WHAT TO DO: Write out only the lines running from the one that contains "Question. For every instance of the vertical" to the end of the material, both ends included.
• • • • • • •
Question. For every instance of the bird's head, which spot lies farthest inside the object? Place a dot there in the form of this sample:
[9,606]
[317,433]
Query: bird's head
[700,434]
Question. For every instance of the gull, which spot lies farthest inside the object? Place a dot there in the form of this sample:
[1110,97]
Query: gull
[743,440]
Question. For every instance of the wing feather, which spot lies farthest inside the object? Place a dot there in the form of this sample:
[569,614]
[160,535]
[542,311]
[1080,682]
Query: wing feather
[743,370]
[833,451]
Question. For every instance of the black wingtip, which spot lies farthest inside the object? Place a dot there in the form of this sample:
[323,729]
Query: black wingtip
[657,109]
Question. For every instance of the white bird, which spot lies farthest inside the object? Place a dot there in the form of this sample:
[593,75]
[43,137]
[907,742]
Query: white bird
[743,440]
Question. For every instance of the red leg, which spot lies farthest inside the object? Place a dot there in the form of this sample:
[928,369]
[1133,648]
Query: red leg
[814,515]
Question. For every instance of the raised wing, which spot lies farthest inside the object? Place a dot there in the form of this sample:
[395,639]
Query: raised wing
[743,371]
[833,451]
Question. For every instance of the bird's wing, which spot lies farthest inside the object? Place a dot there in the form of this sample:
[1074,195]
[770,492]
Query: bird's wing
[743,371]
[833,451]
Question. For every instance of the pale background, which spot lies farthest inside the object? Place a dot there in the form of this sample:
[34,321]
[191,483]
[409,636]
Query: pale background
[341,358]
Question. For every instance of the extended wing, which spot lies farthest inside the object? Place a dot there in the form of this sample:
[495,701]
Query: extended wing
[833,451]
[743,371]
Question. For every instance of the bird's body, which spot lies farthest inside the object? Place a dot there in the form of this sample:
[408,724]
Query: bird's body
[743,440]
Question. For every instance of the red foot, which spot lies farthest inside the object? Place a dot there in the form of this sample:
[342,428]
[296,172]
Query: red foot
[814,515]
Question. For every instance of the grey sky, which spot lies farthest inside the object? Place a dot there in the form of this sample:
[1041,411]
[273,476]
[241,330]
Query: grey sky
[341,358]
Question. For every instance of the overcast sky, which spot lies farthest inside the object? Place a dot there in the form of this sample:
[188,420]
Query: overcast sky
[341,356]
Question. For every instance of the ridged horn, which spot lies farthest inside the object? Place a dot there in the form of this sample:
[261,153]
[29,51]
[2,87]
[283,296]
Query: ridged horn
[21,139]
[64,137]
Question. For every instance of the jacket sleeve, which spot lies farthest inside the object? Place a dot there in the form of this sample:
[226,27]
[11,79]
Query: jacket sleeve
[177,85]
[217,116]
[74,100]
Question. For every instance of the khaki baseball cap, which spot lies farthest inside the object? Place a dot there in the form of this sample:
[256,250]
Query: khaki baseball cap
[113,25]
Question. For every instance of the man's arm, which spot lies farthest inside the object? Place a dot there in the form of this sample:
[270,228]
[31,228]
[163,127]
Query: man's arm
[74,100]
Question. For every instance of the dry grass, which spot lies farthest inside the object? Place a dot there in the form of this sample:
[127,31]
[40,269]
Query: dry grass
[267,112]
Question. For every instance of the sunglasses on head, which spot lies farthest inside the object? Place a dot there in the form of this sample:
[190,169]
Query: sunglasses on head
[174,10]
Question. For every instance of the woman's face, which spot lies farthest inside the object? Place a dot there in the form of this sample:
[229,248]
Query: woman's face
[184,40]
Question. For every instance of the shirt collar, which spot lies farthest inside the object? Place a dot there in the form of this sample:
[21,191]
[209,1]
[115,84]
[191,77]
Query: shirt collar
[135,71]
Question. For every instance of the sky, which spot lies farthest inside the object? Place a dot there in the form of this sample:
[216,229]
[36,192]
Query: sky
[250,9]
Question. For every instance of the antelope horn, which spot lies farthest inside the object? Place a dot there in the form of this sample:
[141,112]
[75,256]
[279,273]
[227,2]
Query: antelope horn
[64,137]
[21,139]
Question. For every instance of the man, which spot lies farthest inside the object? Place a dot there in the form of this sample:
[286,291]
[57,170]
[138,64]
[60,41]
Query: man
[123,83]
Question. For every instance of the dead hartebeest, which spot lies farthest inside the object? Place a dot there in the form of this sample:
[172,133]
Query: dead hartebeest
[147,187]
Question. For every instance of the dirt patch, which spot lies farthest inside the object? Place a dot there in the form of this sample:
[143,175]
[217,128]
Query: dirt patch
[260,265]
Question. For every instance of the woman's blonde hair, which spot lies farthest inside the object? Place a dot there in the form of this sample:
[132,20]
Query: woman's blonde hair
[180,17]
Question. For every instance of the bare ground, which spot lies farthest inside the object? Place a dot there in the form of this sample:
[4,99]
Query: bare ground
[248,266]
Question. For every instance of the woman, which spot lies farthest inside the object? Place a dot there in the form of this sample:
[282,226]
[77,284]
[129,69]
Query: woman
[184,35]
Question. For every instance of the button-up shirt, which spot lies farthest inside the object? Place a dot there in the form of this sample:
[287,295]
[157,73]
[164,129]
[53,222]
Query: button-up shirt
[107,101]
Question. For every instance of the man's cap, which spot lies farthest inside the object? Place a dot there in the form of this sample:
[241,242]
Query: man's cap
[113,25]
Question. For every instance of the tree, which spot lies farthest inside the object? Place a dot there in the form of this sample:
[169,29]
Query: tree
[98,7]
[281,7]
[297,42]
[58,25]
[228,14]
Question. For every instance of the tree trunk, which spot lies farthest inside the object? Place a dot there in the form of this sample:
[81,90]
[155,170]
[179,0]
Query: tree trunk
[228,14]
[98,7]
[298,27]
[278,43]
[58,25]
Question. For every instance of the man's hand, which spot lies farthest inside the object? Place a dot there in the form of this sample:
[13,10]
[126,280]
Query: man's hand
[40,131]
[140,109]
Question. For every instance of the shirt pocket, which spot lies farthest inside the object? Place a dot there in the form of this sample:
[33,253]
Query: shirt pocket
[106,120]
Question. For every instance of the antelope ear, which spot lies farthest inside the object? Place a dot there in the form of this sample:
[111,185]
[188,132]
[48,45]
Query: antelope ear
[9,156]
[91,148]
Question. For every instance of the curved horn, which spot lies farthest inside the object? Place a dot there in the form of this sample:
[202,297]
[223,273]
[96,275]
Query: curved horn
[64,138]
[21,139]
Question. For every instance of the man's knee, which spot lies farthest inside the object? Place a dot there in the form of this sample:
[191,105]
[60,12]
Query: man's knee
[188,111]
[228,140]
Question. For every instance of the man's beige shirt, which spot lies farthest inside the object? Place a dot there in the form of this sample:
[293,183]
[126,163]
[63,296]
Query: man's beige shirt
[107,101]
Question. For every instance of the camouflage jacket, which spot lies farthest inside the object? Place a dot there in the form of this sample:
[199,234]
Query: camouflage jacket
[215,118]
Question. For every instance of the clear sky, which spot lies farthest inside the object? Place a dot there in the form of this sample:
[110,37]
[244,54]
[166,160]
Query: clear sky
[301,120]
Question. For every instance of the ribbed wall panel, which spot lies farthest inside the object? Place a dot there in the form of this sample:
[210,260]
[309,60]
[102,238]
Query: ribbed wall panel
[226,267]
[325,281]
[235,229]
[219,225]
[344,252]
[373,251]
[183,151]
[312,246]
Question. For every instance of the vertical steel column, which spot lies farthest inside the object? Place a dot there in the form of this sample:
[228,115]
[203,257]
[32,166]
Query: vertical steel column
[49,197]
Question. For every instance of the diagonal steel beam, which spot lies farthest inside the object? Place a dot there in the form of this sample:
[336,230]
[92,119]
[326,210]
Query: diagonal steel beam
• • • • • • •
FULL SOLUTION:
Question. For every instance of the vertical steel column, which spot lies farthest inside the object? Place a dot there in the form of this sample:
[228,115]
[203,257]
[32,166]
Query: vertical steel column
[49,197]
Question. For every instance of the diagonal steel beam, which spot lies farthest inside the object? Place a dot there in the form of this sample:
[336,230]
[92,119]
[326,210]
Query: diagonal steel beam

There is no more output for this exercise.